Fuente:
= = = = =

No pretendamos entonces asistir a fiestas o a
banquetes, o a recordatorios en memoria de nadie, ni siquiera a un recordatorio
de la Pasión de Nuestro Señor, sino a su verdadero y actual Sacrificio, ya que
es Cristo mismo, en la persona del Sacerdote, quien se sacrifica por nuestros
pecados para que seamos perdonados, transformados, santificados , plenificados
en la vida según Dios en Cristo mismo.
La Eucaristía es Alimento de Vida Eterna. Precisamente por lo que acabo de decir, como
fruto del Sacrificio Actual de Cristo, se nos libera de la esclavitud del
demonio y del pecado, se nos otorga la Sabiduría de Dios para que seamos
capaces de conocer su Santísima Voluntad para con cada uno y así podamos
cumplir aquel anhelo de Jesús que, por favor, no podemos, no debemos olvidar
nunca:
“Padre Santo, guarda en tu nombre a estos que me has dado,
para que sea uno como nosotros… para que todos sea uno, como tú, Padre, estás
en mí y yo en ti, para que también ellos sean en nosotros y el mundo crea que
tú me has enviado” (San Juan 17:11 y
21).
Porque la Vida Eterna no nos remite sólo al
futuro, sino que ha de vivirse desde ahora.

= = = = =

Filas proporcionadas:
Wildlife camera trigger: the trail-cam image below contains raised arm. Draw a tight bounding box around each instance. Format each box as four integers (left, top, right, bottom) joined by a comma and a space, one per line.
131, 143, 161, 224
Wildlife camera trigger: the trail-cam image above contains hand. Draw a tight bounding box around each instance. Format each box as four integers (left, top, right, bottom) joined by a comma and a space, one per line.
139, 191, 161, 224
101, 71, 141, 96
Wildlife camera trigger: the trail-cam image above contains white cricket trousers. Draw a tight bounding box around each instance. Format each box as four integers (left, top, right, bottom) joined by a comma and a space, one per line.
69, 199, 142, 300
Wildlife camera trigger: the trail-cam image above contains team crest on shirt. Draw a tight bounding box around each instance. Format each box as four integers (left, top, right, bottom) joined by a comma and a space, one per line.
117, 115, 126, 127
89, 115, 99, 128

= = = = =

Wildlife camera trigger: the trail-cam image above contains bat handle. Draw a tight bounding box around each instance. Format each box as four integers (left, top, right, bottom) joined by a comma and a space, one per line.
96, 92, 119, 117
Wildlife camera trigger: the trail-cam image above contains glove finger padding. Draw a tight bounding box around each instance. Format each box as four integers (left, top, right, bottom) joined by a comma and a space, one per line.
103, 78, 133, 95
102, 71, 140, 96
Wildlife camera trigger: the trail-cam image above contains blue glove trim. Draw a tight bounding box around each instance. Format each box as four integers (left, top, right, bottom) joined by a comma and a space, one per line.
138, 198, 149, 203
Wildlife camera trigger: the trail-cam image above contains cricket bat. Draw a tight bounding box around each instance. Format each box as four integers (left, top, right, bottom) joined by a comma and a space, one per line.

= = = = =

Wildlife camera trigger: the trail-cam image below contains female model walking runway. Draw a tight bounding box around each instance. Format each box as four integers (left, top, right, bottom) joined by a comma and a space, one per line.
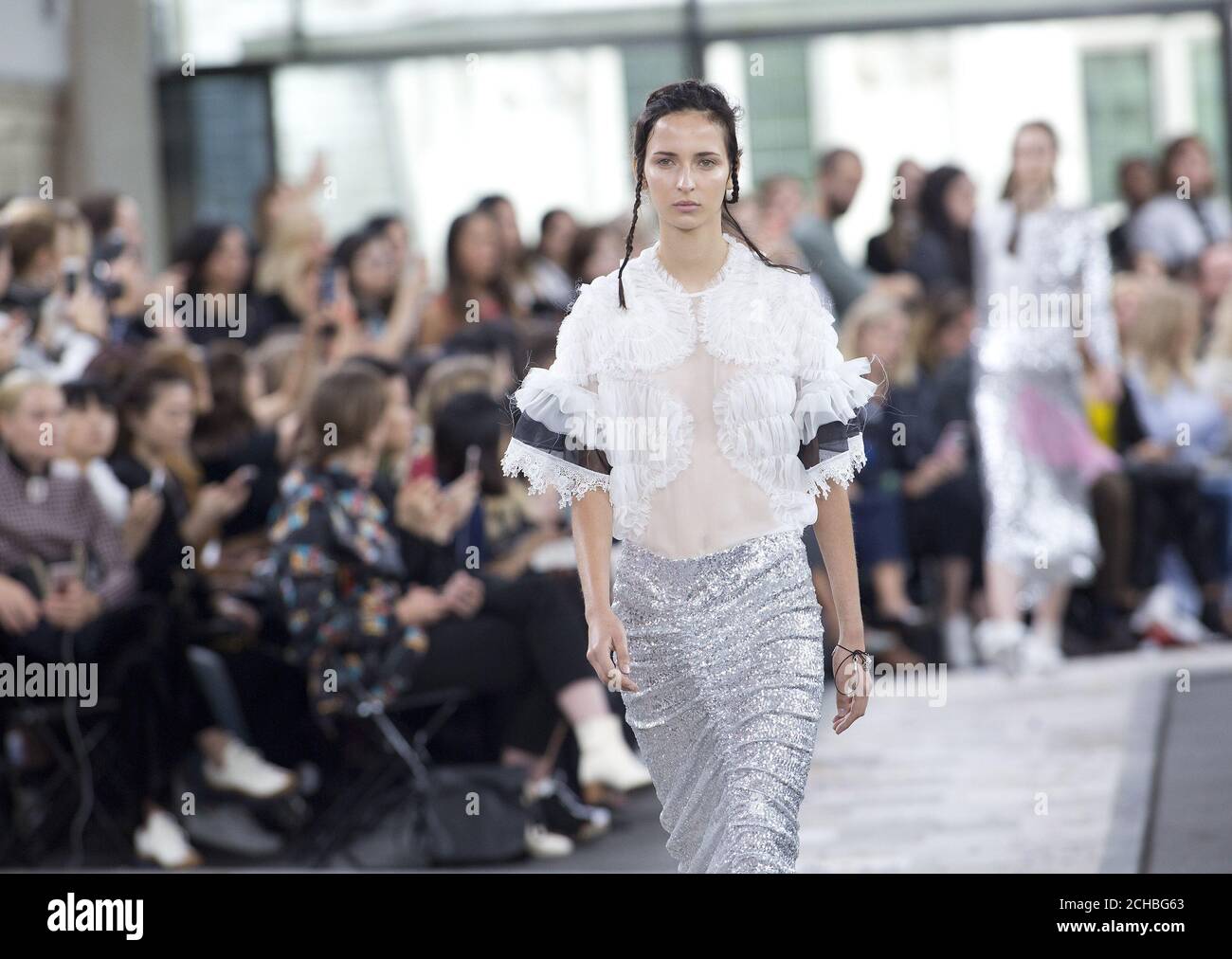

= = = = =

Requisitos del ejercicio: Según el texto sobre la Eucaristía, ¿por qué no se asiste a una fiesta ni a un simple recordatorio, sino a un sacrificio verdadero y actual? Explícalo en una a tres oraciones.

Resultado: Porque es Cristo mismo, en la persona del Sacerdote, quien se sacrifica por nuestros pecados. Lo hace para que seamos perdonados, transformados, santificados y plenificados en la vida según Dios en Cristo mismo.